[Stored data entries]

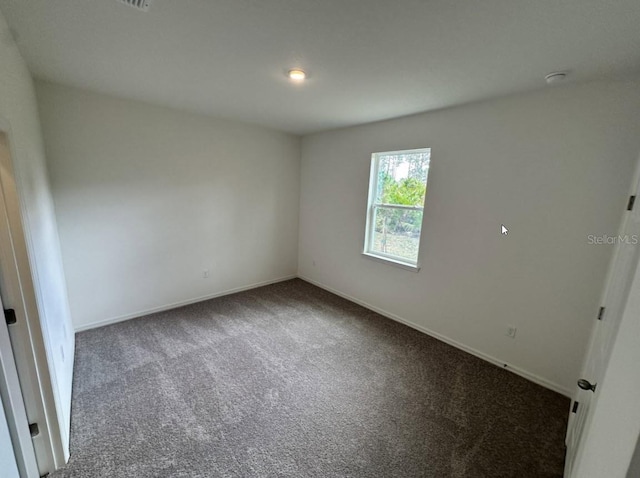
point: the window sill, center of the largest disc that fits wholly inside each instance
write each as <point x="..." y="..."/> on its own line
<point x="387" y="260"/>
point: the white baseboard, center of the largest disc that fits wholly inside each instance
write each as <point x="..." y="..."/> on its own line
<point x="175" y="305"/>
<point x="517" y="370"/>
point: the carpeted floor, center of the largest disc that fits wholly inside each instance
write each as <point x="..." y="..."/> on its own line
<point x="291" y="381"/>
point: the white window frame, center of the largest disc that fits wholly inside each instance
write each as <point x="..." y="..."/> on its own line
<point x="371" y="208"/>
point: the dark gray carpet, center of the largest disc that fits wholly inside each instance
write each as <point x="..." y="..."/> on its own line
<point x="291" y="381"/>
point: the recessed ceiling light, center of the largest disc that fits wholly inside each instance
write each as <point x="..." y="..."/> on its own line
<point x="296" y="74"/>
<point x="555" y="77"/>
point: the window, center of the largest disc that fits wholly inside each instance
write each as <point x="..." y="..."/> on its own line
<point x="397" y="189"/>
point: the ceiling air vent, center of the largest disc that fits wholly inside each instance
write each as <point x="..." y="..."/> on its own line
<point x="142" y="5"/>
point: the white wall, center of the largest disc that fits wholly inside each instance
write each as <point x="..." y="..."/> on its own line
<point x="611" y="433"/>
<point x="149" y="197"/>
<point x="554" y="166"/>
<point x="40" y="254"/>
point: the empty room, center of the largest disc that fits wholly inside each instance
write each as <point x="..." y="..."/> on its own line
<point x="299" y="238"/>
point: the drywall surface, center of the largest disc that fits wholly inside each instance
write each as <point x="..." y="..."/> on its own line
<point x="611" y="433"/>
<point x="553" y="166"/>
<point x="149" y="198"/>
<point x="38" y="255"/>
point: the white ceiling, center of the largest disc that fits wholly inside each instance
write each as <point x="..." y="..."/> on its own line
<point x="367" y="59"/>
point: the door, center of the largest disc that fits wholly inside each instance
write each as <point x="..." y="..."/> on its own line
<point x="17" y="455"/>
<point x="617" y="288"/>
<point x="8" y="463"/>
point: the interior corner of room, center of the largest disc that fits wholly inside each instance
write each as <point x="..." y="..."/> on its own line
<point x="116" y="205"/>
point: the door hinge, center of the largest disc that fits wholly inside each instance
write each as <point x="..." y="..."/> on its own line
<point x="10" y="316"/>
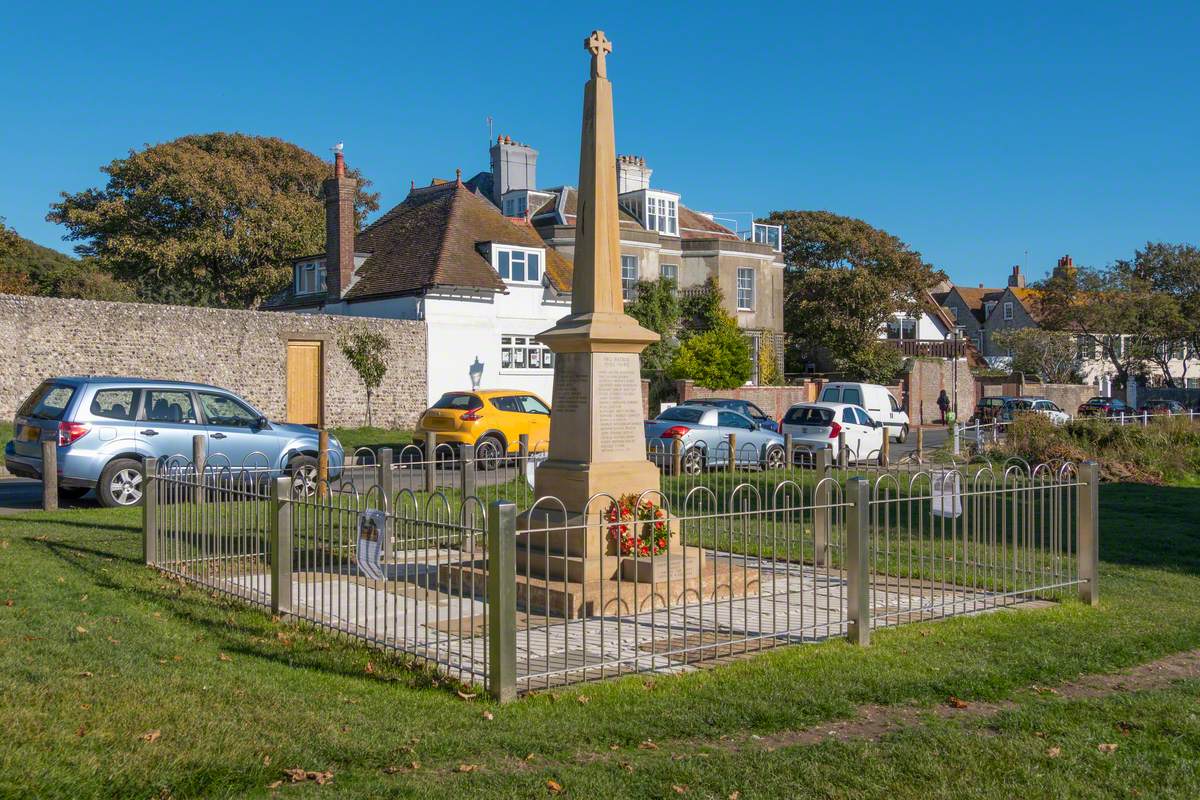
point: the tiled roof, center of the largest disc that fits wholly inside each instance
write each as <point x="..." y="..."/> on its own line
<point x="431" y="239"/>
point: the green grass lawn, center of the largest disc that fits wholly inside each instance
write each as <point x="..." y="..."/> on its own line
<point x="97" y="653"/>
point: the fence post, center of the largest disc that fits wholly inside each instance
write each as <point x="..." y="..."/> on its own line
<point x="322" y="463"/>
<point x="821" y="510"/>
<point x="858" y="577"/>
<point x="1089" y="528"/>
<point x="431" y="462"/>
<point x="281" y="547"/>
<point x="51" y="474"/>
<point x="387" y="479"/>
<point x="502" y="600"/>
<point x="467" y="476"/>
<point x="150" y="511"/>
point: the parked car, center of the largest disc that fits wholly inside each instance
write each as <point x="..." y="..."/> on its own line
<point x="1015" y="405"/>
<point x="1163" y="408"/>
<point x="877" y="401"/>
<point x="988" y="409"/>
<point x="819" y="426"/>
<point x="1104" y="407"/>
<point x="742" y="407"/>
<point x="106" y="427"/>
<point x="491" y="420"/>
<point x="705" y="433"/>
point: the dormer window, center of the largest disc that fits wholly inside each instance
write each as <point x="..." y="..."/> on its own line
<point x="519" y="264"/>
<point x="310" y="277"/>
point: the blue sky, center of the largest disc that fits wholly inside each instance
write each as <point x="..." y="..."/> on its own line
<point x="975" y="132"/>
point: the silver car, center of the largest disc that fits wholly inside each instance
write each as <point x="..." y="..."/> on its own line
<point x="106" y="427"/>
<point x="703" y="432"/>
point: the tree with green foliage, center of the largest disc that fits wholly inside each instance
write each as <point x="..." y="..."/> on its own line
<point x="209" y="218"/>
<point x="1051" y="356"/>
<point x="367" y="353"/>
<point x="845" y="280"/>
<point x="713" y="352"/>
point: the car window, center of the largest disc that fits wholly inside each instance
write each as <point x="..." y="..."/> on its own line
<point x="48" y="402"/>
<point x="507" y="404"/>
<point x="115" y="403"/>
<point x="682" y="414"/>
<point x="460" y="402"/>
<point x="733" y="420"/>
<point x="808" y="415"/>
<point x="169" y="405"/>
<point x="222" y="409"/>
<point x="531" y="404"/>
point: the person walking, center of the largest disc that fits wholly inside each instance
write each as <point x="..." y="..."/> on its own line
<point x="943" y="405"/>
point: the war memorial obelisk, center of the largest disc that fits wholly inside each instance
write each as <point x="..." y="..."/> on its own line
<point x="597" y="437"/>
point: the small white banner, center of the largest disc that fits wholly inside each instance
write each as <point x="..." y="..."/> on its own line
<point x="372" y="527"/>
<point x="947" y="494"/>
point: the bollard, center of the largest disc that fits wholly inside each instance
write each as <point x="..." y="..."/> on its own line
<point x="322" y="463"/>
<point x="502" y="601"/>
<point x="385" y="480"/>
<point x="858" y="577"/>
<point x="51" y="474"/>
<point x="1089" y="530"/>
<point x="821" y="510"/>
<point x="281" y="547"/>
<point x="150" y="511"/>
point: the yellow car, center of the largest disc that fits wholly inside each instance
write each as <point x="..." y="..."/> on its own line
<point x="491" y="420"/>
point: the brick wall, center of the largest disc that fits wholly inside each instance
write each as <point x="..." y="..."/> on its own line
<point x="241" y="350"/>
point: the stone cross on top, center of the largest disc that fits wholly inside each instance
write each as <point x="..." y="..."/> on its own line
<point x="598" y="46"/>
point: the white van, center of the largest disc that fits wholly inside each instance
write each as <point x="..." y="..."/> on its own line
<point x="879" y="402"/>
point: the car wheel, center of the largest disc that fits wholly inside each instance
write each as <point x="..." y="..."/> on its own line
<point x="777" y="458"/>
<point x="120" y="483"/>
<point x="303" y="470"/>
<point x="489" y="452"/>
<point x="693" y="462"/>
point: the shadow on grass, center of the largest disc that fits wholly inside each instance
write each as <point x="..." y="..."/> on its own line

HOW TO COMPLETE THIS TASK.
From the records, copy every line that has the string "grass" in it.

EXPECTED ANSWER.
point: the green grass lawn, center of the largest disc that fits wholly inside each instance
point: the shadow on grass, center of the largest disc that fits wholly inside each instance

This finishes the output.